* **Solicitação A**: Transcreva, linha por linha e sem alterações, todas as entradas do conjunto de dados de anotação, omitindo as imagens na resposta.

* **Trecho citado**:
··········

NAT: Uma história de amor e ódio
17/10/2023

Por Henri Alves de Godoy – Computer Network Analyst | Professor Ph.D. | IPv6 Evangelist
Em 1996, a Internet estava começando a se desenvolver no Brasil e a assinatura de um Provedor de Acesso à Internet, assim chamado, era por horas de conexão e o excedente em minutos conectados eram cobrados a parte na fatura de pagamento. A conexão de dava por meio de linha telefônica discada e cada usuário recebia um IP público em sua casa. Como normalmente um provedor tinha no começo em média 30 linhas telefônicas, era necessário apenas uma pequena faixa ou bloco de endereços IP público. Era tudo perfeito e normal, tínhamos uma identificação do usuário muito fácil e o registro do IP pelo log do tacacs ou radius. Algumas brincadeiras saudáveis de acesso remoto (abrir e fechar o CD-ROM do usuário), utilizando o NetBus e BackOrifice ou até um Ping da Morte, eram possíveis, pois cada usuário conectado a Internet via modem discado recebia um IP acessível globalmente. Controles de acesso, firewalls e os conceitos de segurança de como filtrar e bloquear ameaças ainda estavam em desenvolvimento e estudos. Mas como se encontrava o IP do usuário conectado? Olha, tinha algumas formas, onde a mais simples era através do mIRC (programa cliente do IRC – Internet Relay Chat) e chamar o amigo para um chat privado. Logo depois era só executar um comando netstat e o IP remoto do usuário era descoberto.
Já mundialmente, o IETF (Internet Engineering Task Force) já discutia em 1991, que com o crescimento da Internet, a exaustão dos endereços IPv4 era iminente, com data prevista para o fim do ano de 1994. Como solução rápida, adotou-se o CIDR (Classless Inter-Domain Routing) para poder quebrar em sub-redes agora as atribuições de classes de IP (A, B, C) visando distribuir em blocos menores e para atender de forma otimizada os que solicitavam IP para suportar o crescimento da Internet. Com isso foi possível dar um folego para o IPv4, porém não foi suficiente.

··········

* **Solicitação B**: Retome o texto sobre a história do NAT e do esgotamento do IPv4, prosseguindo logo após a última frase apresentada.

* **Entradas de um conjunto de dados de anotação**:
··········

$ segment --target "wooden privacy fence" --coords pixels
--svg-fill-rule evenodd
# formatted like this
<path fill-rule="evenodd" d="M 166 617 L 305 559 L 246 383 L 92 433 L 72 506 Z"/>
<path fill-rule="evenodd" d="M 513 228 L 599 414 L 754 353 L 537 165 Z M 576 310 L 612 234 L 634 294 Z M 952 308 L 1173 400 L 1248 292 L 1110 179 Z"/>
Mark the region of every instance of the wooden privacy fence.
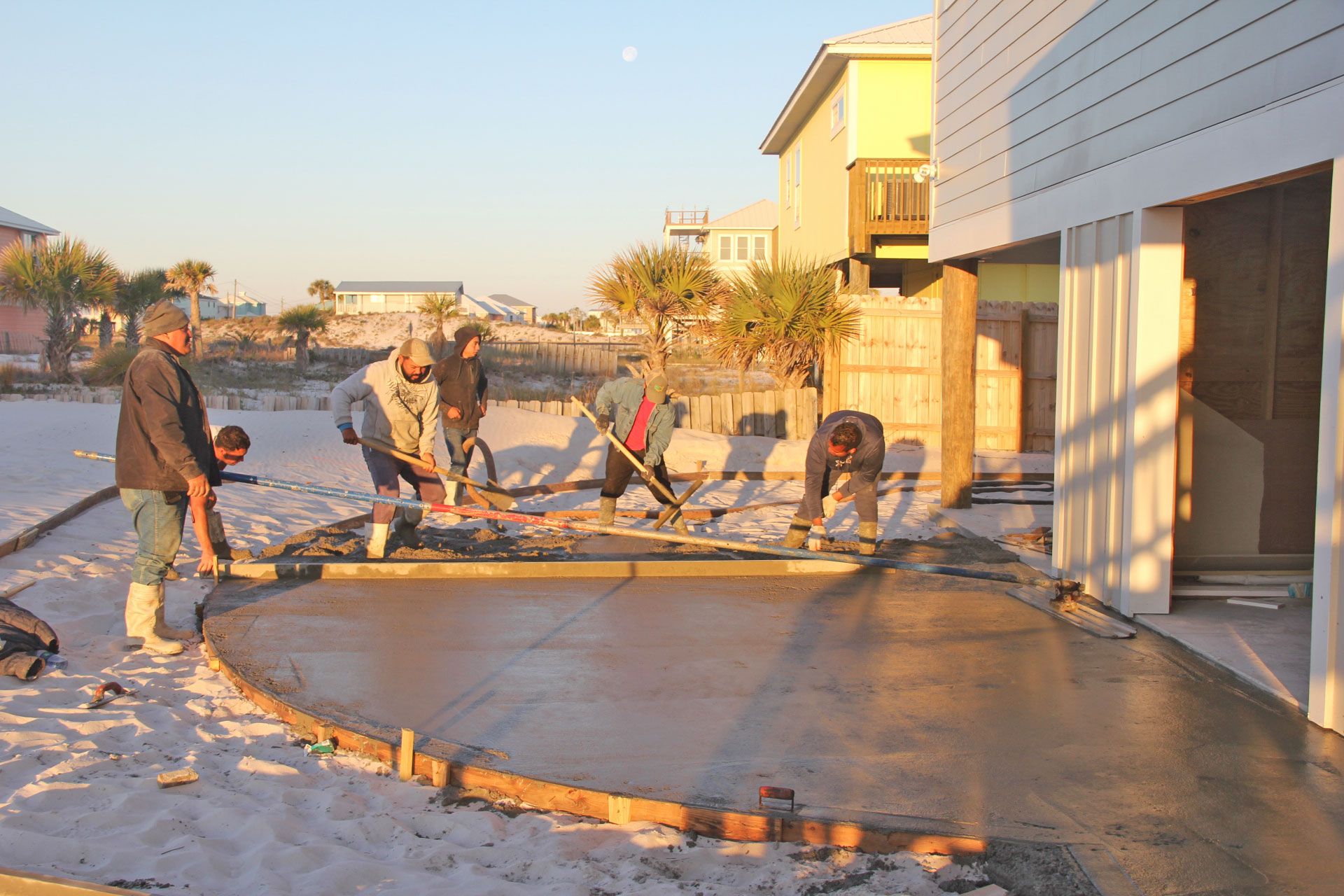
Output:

··········

* **Resultado A**:
$ segment --target "wooden privacy fence" --coords pixels
--svg-fill-rule evenodd
# formatted like this
<path fill-rule="evenodd" d="M 166 617 L 305 559 L 246 383 L 92 433 L 72 506 Z"/>
<path fill-rule="evenodd" d="M 513 228 L 599 414 L 754 353 L 537 165 Z M 576 310 L 612 234 L 634 294 Z M 952 308 L 1173 400 L 1248 292 L 1110 179 Z"/>
Mark the region of every instance of the wooden privacy fence.
Output:

* **Resultado B**:
Durante a administração do Provedor de Internet onde trabalhei, tínhamos um bloco /24 de IPv4 cedido pela Embratel. Metade eram destinados aos usuários comerciais discados e a outra metade para uso administrativo e servidores da Faculdade onde abrigava o provedor. Vieram então os laboratórios de informática, aumento das linhas discadas e o crescimento de servidores e do corpo administrativo de funcionários da Faculdade. Pronto, não tínhamos mais endereços IPv4 disponíveis para suportar esse crescimento.
Em paralelo a isso, com o crescimento da Internet além das expectativas, uma RFC 1918 foi publicada em 1996 com “Boas Práticas da Internet” definindo o conceito de IP privado. A Internet Assigned Numbers Authority (IANA) reservou três blocos do espaço de endereço IP para as redes privadas descrito na Figura 1.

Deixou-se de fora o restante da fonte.